# Task to carry out:
Print the rows below word for word, starting at the line that contains "of the wooden" and stopping after the line that contains "x=410, y=231".

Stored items
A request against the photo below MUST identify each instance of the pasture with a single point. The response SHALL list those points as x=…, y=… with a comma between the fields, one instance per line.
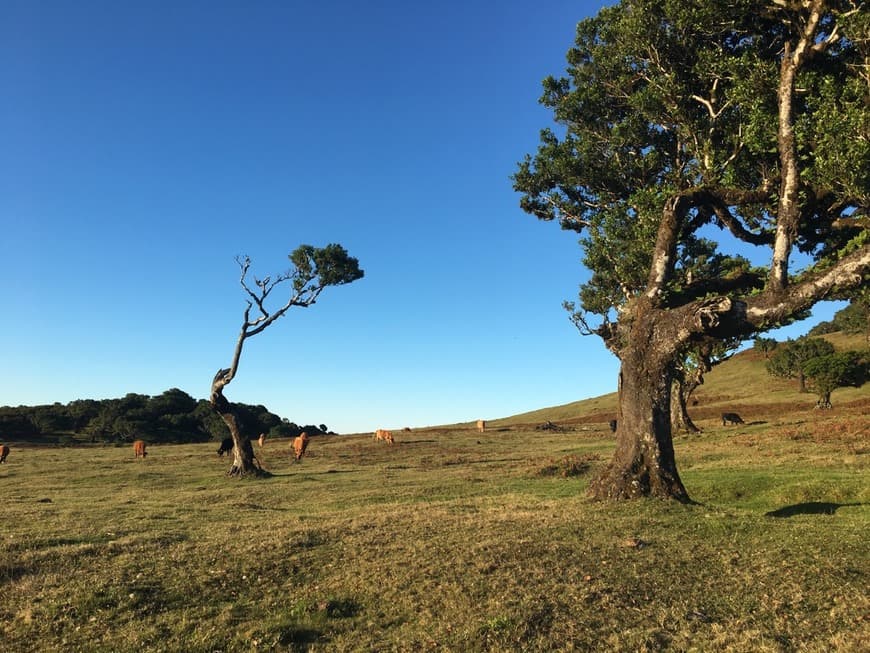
x=448, y=540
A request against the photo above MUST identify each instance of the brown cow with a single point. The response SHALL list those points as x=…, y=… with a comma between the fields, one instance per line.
x=300, y=444
x=383, y=434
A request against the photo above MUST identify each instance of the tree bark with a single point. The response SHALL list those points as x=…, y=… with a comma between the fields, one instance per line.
x=244, y=460
x=643, y=463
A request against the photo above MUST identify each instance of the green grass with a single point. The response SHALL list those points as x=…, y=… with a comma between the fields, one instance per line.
x=450, y=540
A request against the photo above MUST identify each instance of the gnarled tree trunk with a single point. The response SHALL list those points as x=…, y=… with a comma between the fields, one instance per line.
x=245, y=462
x=643, y=463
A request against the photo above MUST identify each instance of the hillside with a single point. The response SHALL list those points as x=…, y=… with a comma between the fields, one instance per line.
x=739, y=384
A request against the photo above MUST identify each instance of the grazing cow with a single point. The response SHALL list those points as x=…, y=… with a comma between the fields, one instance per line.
x=386, y=436
x=734, y=418
x=300, y=444
x=227, y=445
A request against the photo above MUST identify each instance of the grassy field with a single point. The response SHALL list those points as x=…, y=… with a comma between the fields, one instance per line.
x=450, y=540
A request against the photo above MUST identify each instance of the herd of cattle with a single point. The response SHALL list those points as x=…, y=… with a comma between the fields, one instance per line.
x=300, y=442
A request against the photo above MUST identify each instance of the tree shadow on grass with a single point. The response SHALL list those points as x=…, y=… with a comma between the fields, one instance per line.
x=809, y=508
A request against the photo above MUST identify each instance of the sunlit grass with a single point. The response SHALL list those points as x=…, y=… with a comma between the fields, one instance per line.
x=450, y=540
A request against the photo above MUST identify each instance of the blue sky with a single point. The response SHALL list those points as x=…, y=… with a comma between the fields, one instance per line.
x=143, y=146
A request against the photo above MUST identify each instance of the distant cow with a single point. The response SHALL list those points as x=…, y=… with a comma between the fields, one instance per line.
x=383, y=434
x=227, y=445
x=734, y=418
x=300, y=444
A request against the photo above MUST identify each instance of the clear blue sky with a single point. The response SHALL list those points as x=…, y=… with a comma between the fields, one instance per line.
x=143, y=145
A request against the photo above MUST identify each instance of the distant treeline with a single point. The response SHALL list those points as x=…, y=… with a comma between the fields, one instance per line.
x=173, y=416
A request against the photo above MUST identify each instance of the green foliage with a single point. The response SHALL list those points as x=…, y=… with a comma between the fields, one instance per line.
x=789, y=358
x=765, y=345
x=663, y=98
x=836, y=370
x=321, y=267
x=173, y=416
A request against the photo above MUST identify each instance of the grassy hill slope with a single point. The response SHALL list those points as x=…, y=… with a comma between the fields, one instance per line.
x=740, y=384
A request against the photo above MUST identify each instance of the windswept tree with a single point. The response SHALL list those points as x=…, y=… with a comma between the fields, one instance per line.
x=678, y=118
x=314, y=270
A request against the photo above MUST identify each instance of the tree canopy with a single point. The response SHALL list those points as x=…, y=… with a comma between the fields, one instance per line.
x=679, y=120
x=314, y=269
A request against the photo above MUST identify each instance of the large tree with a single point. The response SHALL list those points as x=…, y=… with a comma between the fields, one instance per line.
x=681, y=117
x=314, y=270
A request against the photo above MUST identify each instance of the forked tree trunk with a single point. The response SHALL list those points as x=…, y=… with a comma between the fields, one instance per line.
x=643, y=463
x=244, y=460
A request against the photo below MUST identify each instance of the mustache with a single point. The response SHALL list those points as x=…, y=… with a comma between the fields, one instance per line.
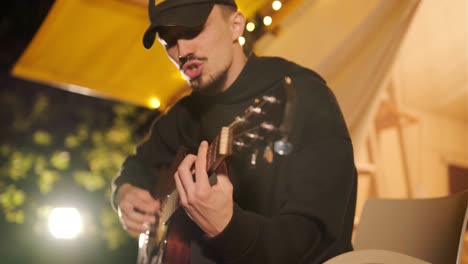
x=184, y=60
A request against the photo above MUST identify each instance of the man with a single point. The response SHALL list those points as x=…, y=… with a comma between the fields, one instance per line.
x=300, y=208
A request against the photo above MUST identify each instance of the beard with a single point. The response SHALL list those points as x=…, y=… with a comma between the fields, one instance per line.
x=213, y=85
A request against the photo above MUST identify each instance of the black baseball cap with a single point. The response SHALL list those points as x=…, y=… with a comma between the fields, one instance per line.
x=186, y=13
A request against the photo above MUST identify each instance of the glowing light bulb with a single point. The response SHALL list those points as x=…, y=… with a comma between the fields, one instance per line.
x=250, y=26
x=276, y=5
x=154, y=103
x=267, y=20
x=242, y=40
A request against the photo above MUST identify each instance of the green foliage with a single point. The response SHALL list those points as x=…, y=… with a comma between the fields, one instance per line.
x=45, y=151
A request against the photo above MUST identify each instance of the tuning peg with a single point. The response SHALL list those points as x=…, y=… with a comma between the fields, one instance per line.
x=267, y=126
x=270, y=99
x=254, y=136
x=239, y=143
x=256, y=110
x=283, y=147
x=268, y=154
x=253, y=158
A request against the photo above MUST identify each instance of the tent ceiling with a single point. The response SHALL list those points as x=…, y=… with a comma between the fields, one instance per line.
x=432, y=69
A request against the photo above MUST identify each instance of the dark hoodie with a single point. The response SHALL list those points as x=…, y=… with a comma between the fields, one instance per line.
x=300, y=208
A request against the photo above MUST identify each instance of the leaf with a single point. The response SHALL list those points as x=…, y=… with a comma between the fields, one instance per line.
x=46, y=181
x=42, y=138
x=19, y=164
x=91, y=182
x=12, y=198
x=60, y=160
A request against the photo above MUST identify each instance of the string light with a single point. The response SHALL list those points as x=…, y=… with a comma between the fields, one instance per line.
x=267, y=20
x=276, y=5
x=241, y=40
x=250, y=26
x=154, y=103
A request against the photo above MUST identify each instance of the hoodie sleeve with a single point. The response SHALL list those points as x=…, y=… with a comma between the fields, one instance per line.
x=316, y=194
x=167, y=134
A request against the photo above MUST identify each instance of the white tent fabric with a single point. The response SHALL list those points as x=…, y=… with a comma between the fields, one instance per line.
x=352, y=44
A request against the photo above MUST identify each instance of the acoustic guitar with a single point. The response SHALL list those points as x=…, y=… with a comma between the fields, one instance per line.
x=265, y=123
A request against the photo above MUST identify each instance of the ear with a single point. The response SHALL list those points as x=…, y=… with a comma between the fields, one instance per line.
x=237, y=25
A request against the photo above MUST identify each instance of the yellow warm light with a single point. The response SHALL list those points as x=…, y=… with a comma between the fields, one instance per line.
x=154, y=103
x=267, y=20
x=242, y=40
x=276, y=5
x=250, y=26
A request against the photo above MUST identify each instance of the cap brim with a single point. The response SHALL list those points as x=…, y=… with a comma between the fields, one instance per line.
x=186, y=16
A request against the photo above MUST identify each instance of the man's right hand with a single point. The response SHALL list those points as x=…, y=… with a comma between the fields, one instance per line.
x=136, y=208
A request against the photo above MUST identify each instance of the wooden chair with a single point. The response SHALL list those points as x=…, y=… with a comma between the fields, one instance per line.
x=410, y=231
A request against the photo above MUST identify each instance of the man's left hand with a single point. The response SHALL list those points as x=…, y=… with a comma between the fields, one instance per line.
x=210, y=207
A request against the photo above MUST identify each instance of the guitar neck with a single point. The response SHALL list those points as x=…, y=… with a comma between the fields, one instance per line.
x=213, y=161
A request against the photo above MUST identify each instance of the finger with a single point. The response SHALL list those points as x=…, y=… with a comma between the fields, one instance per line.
x=134, y=226
x=180, y=189
x=185, y=173
x=138, y=217
x=151, y=207
x=200, y=166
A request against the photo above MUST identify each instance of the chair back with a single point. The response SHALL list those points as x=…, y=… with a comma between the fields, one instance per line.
x=429, y=229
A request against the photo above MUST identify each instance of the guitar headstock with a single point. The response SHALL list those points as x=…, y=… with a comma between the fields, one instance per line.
x=267, y=122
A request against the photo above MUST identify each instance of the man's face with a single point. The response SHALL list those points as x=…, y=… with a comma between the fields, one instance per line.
x=204, y=55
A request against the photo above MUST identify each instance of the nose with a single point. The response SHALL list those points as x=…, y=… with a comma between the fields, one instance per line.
x=184, y=49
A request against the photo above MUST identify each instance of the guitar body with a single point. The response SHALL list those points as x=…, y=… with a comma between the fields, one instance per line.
x=168, y=240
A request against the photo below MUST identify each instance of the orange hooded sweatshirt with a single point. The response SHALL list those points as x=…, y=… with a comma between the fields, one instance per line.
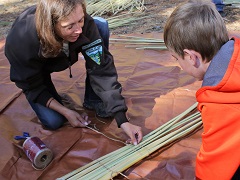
x=219, y=104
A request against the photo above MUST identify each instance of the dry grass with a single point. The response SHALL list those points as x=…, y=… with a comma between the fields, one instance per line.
x=156, y=13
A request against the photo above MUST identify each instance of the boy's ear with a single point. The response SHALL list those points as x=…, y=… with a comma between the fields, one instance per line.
x=193, y=56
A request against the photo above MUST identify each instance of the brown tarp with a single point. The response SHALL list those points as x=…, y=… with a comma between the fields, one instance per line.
x=155, y=89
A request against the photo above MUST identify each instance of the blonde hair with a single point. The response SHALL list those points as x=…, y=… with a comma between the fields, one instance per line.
x=196, y=25
x=48, y=13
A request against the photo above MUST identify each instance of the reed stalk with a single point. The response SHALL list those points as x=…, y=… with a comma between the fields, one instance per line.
x=112, y=164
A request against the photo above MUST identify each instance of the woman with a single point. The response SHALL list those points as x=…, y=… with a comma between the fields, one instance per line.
x=47, y=38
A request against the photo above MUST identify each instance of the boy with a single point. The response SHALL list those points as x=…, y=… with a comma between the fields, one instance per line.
x=197, y=37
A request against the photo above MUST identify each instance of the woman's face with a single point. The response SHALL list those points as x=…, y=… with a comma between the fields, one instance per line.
x=70, y=27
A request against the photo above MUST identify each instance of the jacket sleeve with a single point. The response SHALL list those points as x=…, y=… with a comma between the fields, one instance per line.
x=21, y=49
x=102, y=73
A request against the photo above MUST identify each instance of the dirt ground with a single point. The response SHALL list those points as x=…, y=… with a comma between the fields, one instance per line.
x=156, y=12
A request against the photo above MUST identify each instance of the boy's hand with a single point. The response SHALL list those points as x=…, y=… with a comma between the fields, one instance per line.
x=133, y=131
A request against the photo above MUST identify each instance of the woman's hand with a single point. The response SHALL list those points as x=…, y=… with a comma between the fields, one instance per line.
x=77, y=120
x=133, y=131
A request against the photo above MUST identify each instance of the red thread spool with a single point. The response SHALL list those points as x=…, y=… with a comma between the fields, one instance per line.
x=37, y=152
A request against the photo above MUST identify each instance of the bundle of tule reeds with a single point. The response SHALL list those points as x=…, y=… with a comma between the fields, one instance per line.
x=114, y=163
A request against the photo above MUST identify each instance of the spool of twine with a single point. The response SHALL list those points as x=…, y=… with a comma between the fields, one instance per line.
x=37, y=152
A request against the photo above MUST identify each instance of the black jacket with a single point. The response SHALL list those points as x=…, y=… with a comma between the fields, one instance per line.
x=28, y=66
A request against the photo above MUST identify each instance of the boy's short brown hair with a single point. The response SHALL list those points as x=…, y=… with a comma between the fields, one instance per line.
x=196, y=25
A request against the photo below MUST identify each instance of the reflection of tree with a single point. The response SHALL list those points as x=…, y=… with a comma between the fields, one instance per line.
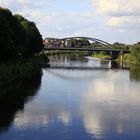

# Solution for this exercise:
A request against the photo above MUST identify each instance of the wooden chair with a single point. The response SHALL list those points as x=…, y=… with a comma between the fields, one instance per line.
x=410, y=231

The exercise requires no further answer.